*Problem description:* Which lines below contain the word "painted"? Report each of them in full, matching case exactly.

*Input material:*
+===+

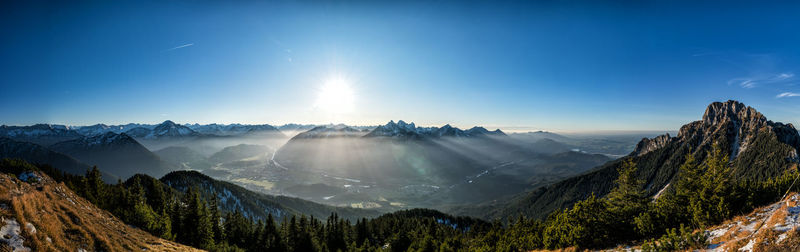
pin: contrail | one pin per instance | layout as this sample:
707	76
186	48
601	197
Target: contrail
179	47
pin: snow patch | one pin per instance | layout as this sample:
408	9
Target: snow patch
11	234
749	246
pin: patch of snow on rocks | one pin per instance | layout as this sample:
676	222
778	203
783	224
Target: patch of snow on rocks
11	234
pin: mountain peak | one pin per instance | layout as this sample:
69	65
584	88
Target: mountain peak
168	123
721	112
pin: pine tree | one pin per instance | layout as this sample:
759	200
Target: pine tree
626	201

+===+

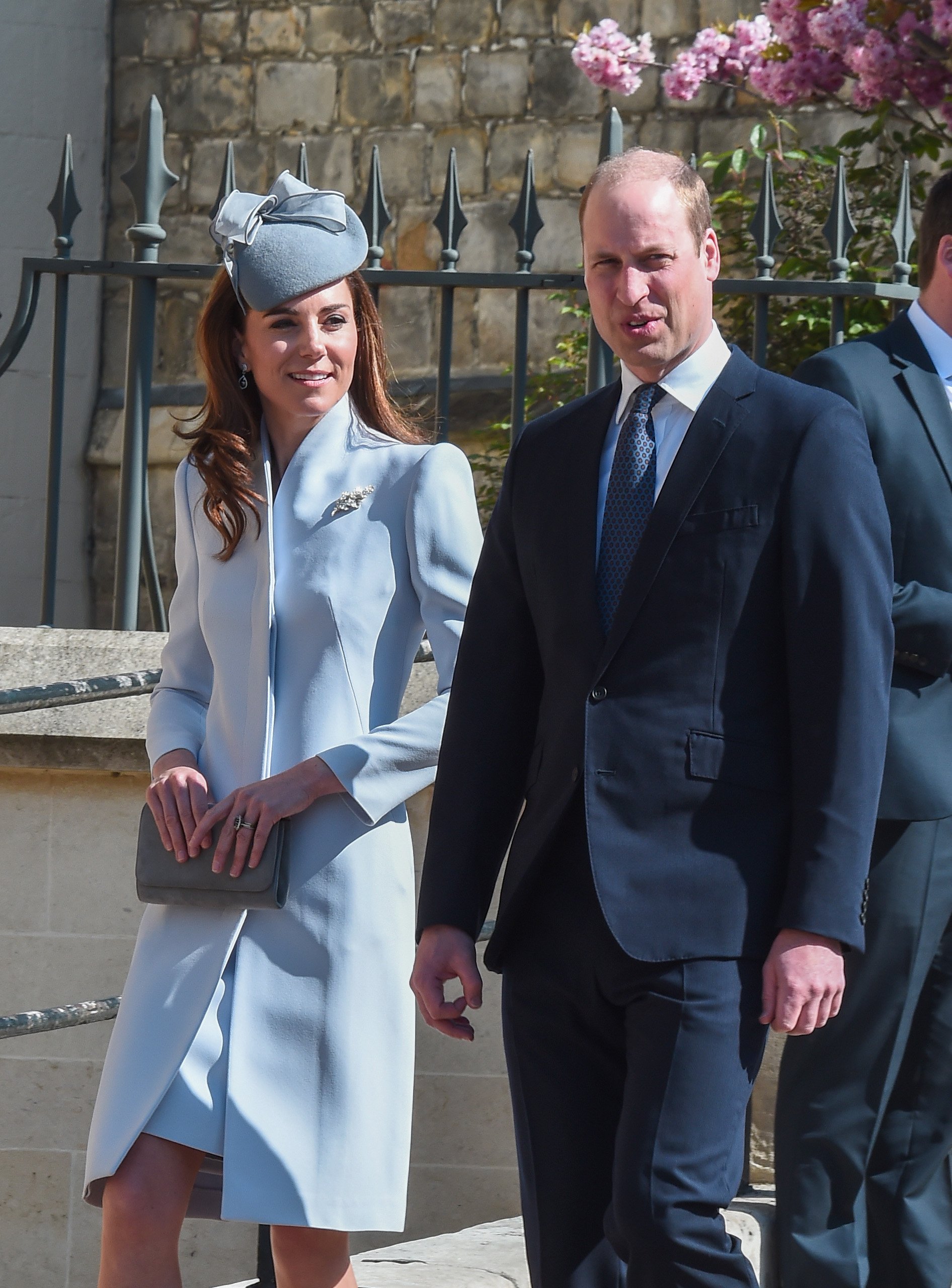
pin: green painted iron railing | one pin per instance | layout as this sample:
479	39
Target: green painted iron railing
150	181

+===+

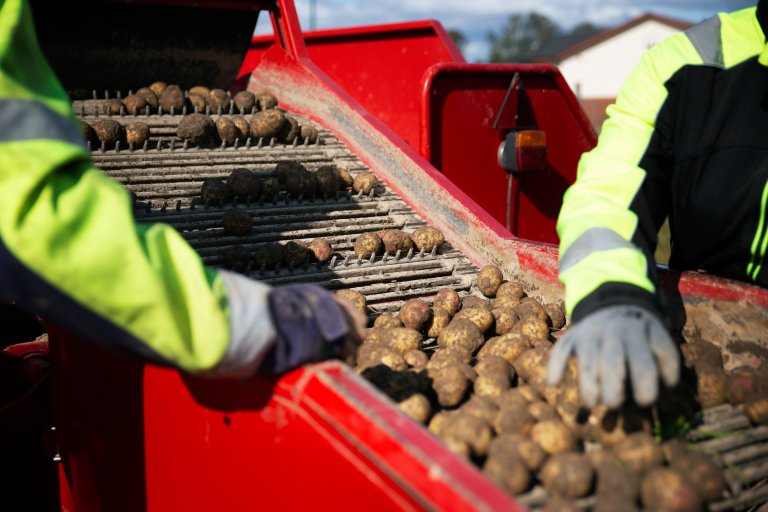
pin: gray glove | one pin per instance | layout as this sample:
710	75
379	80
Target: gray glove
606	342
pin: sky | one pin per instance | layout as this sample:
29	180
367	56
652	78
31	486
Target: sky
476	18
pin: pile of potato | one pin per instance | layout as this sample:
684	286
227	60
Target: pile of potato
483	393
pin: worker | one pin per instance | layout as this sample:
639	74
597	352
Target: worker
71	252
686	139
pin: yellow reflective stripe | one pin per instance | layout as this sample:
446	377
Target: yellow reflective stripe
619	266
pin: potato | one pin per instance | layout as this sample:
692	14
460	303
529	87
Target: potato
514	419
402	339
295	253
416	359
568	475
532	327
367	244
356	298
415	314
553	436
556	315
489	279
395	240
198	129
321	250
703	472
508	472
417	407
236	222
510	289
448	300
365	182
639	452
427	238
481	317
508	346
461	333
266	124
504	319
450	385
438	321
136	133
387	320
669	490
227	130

+===+

*Answer to this task:*
pin: green painted iron railing | one pin per instance | layout as this sample:
Target: green painted iron railing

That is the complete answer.